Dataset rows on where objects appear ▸
=-=-=-=-=

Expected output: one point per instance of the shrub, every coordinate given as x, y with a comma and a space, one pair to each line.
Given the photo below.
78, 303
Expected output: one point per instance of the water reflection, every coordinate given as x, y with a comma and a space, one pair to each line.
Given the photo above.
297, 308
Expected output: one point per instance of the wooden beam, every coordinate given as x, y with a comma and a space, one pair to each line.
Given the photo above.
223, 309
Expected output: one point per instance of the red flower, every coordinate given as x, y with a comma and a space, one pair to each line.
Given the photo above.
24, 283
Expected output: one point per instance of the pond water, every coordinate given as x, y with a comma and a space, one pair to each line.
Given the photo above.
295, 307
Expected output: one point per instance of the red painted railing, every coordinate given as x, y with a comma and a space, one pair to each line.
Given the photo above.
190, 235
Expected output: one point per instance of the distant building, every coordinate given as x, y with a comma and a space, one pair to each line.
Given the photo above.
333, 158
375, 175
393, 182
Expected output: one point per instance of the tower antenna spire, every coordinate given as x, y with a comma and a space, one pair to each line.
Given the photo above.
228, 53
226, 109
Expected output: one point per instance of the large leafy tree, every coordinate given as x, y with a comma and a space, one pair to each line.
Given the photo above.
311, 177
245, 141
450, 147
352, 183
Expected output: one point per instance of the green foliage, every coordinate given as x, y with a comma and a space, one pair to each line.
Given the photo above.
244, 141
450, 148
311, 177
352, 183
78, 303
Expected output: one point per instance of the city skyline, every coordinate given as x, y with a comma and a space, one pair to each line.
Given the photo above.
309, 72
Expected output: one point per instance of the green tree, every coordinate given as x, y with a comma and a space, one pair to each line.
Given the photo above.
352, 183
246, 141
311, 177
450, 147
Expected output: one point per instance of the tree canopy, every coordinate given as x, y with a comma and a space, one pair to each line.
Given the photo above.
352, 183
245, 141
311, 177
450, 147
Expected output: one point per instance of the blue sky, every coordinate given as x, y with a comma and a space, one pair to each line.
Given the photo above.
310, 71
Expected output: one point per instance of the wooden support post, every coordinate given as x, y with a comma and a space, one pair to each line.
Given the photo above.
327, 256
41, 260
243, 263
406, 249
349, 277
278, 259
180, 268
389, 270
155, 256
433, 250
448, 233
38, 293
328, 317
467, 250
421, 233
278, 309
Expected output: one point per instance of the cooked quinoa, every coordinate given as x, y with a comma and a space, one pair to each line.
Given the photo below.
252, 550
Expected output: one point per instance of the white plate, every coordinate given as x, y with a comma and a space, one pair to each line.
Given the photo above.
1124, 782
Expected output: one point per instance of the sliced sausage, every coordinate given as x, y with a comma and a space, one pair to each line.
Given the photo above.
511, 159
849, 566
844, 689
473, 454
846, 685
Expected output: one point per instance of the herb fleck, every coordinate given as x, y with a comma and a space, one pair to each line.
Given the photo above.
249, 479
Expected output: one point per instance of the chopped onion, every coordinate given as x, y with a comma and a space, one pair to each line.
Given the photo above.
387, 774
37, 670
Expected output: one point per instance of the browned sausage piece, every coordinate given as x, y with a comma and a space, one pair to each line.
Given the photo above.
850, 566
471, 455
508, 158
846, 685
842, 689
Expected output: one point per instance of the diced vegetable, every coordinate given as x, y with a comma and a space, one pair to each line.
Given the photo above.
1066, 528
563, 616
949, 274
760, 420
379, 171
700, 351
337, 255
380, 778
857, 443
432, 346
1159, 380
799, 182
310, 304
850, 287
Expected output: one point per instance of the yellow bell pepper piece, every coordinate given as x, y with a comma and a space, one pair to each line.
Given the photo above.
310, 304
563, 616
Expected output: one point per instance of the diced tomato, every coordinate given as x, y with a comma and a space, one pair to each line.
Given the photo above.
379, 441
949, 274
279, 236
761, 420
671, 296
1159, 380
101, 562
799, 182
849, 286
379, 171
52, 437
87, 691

=-=-=-=-=

WHAT THE EXERCISE ASKS ▸ Write out the data again, exactly and in full.

RESULT OF THE TASK ▸
Expected output: one point per instance of the shrub, every coordinate given as x, y with a comma and a space, one pair to each line.
Given the photo below.
78, 303
Expected output: one point per instance of the water reflection, every coordinate given as x, y with a comma and a space, one pair to each line.
Given the photo above.
297, 308
Expected output: one point per instance of the wooden beam, every coordinate given as x, y with a comma and a space, one pair to each line.
Given the photo above.
223, 309
Expected output: one point per instance of the red flower, every coordinate given as x, y with a comma and a space, one pair to each line.
Given the photo above.
24, 283
Expected output: one point per instance of the pond water, every coordinate given as x, y with a comma and a space, one pair to each line.
Given the photo above.
295, 307
Expected output: one point per instance of the red painted railing, every coordinate given as x, y with a comma and a space, one pair to each line.
Given the photo above.
190, 235
Expected output: one point per instance of the distant building, every coordinate given as x, y with a comma and a space, one pair to each line.
Given the photo above.
333, 158
375, 175
393, 182
Expected output: one point per instance of the tower antenna spire, every coordinate given as x, y with a comma and a space, one pair to each line.
Given the photo above.
228, 53
226, 109
Expected output: one point per instance of the large leafy tree, every coordinate given as x, y with a comma and a space, one pair to each line.
Given the photo above.
311, 177
245, 141
450, 147
352, 183
Expected output: one point per instance of the green foliage, every coordinate given as x, y with a comma and a space, one pair to each line.
Given the photo above.
244, 141
450, 148
311, 177
352, 183
78, 303
Expected output: one point per instance of the city skyline, every coordinate given as x, y with a comma and a space, one pair to each line.
Given the photo above.
309, 72
Expected output: one point per instance of the green tree, every coordinate given as x, y with a comma and a space, one pair to each line.
Given the photo above.
352, 183
246, 141
311, 177
450, 147
Expected output: one point per instance of the tree canopy, every coordinate given as x, y with a comma and a space, one pair to each line.
Given the photo above.
352, 183
245, 141
311, 177
450, 147
Expected output: one point per instance of the blue sky, every coordinate given as x, y with a comma and a space, one pair to each line.
Given the photo above.
310, 71
Expected output: one point per instance of the wooden support post, every coordinate given as x, y with a comma and a space, one pair to each line.
Given the photo above.
327, 256
41, 260
243, 263
406, 249
349, 277
278, 259
180, 268
389, 270
155, 256
433, 250
448, 233
38, 293
328, 317
467, 250
421, 233
278, 309
Expected output: one point per instance of the cooked quinoa, every coordinate given as x, y with a comma and a space, one pair to each line.
Given the photo below.
252, 550
Expected output: one point per instance of the white plate, every coordinate given as x, y with a comma and a space, one pair to each line.
Given the photo above.
1124, 782
Expected output: one point per instance of the sliced sausage, every coordinate given as x, y with a comma and a space, one pair to each line.
Given the photo above.
511, 159
849, 566
844, 689
473, 454
846, 685
Expected output: one point per instance of the herb fleck, every coordinate given as x, y with a comma and a space, one pair to each line.
Given the photo above.
249, 479
Expected output: one point per instance of the chopped onion, every coordinate given as x, y with a comma and a space, one pair to each line.
Given the photo above.
387, 774
37, 670
Expected output: one point per instance of the browned sausage piece, every coordinate given as x, y with a comma and a space, one pair to each line.
Given the photo above.
850, 566
471, 455
508, 158
846, 685
842, 689
Expected output: one point per instance of the diced vegetable, every coordinate given as x, y with a comma and a space, one pair to each line.
Given the photo above.
1066, 528
563, 616
949, 274
760, 420
379, 171
700, 351
337, 255
380, 778
857, 443
432, 346
1159, 380
799, 182
310, 304
850, 287
Expected output: one point per instance of the yellow bell pepper piece, every coordinate given as x, y with a comma and a space, one pair to each line.
Given the photo above.
310, 304
563, 616
Expected output: one point per instance of the diced tomato, every coordinate given as x, y with a comma and a space, one pair to each line.
Given the photo above.
379, 441
949, 274
279, 236
761, 420
671, 296
1159, 380
101, 562
799, 182
849, 286
379, 171
52, 437
87, 691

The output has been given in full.